REQUIRED TASK: Quote the whole listing word for word. Do not include the pictures.

[start of RECORDS TO USE]

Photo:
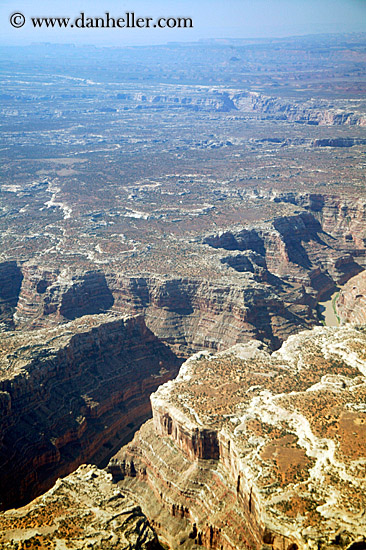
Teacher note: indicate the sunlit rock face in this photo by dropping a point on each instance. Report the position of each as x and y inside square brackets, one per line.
[83, 510]
[249, 449]
[72, 394]
[351, 302]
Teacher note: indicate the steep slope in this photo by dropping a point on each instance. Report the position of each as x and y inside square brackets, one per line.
[351, 302]
[252, 450]
[83, 510]
[72, 394]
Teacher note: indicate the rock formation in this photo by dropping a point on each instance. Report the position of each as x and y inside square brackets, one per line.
[251, 450]
[351, 302]
[83, 510]
[72, 394]
[280, 268]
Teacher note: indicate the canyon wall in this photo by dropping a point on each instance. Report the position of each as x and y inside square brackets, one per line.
[266, 281]
[248, 450]
[83, 510]
[71, 395]
[351, 301]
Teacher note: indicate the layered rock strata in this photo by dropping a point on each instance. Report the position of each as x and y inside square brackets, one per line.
[72, 394]
[83, 510]
[351, 302]
[252, 450]
[279, 269]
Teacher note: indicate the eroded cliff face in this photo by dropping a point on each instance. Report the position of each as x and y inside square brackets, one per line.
[351, 302]
[265, 280]
[83, 510]
[313, 112]
[252, 450]
[72, 394]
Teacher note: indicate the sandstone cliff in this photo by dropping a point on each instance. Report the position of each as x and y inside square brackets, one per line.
[251, 450]
[351, 302]
[264, 281]
[83, 510]
[72, 394]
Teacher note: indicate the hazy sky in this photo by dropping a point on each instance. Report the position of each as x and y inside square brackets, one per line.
[212, 19]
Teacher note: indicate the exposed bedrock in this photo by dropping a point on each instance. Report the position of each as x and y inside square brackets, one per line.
[342, 218]
[266, 281]
[60, 293]
[10, 283]
[84, 510]
[187, 313]
[351, 302]
[314, 112]
[72, 394]
[294, 249]
[252, 450]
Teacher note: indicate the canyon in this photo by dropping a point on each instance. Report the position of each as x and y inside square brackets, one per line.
[171, 218]
[71, 395]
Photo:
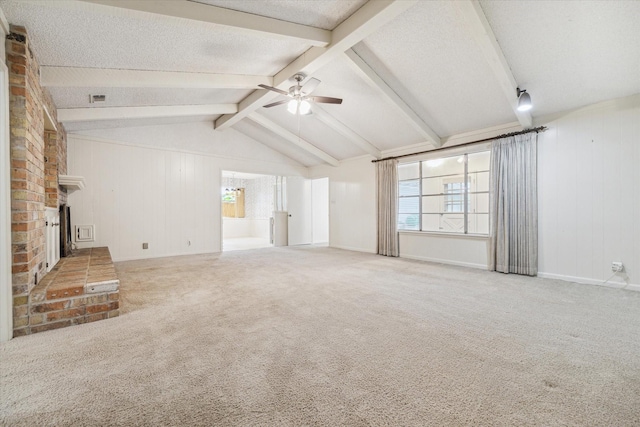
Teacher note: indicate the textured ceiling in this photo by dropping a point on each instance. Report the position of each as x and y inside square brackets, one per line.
[77, 97]
[362, 108]
[126, 123]
[326, 14]
[76, 34]
[569, 54]
[313, 131]
[276, 143]
[434, 64]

[end of RECORDS TO USE]

EXPECTED OUTPUT:
Photo:
Teacher note: indicate the sunlit rock face in this photo by dropping a point on each instance. Report the position of each as x and y inside square brackets, one per line.
[83, 510]
[249, 449]
[72, 394]
[351, 302]
Teacher note: indicate the steep slope in this photo by dropping a point on each instance. Report the position of each as x and y inside square brackets, one per line.
[351, 302]
[252, 450]
[83, 510]
[72, 394]
Teacher note: indicate the rock formation in this photo by dropping a point on each instance. Report the position of each as x and y inside square brackets, one per line.
[251, 450]
[351, 302]
[83, 510]
[72, 394]
[280, 268]
Teacher note: indicate the canyon wall in this photo by dropping a point on each instance. Report the position of each as x and y inside square brackets, one per line.
[266, 281]
[248, 450]
[83, 510]
[71, 395]
[351, 301]
Teacher note: indicate the layered rock strata in this photo by dropping a point on each instance. Report the position of each as x and y inside square brackets, one per line.
[72, 394]
[83, 510]
[351, 302]
[252, 450]
[279, 269]
Teacher note: indicate the eroded cliff face in this photo by dropping a point on each instance. Report the position of each as x and y inside square brackets, one per line.
[351, 302]
[265, 280]
[83, 510]
[313, 112]
[252, 450]
[72, 394]
Teacher note: indicate the sandstone cliff in this photo by dropping a point on each instance. Report the position of each as x and y inside square brackets, one per line.
[251, 450]
[351, 302]
[264, 281]
[83, 510]
[72, 394]
Teacher note: indicate the hazy sky in this photo by dropping a point on each instance. Report the position of each as x and y inside square brackets, one per line.
[212, 19]
Teacher note: indicate the exposed bedrock in this photo by dropping a point on each instance. Report the position of each as x and y inside square brackets, one per line.
[342, 218]
[266, 281]
[60, 293]
[10, 283]
[84, 510]
[187, 313]
[351, 302]
[314, 112]
[72, 394]
[294, 249]
[252, 450]
Teacher note: indicate the canyon in this photo by dropping a point on each instance. Report the position of each as x and y inside square brackets, one per line.
[171, 218]
[71, 395]
Photo:
Teacher note: indicate the textured ceiling in this photo by dropping a point on each instance. Report the position of each as x and y inside square brackets, one per line.
[77, 97]
[362, 108]
[126, 123]
[326, 14]
[76, 34]
[569, 54]
[313, 131]
[276, 143]
[434, 64]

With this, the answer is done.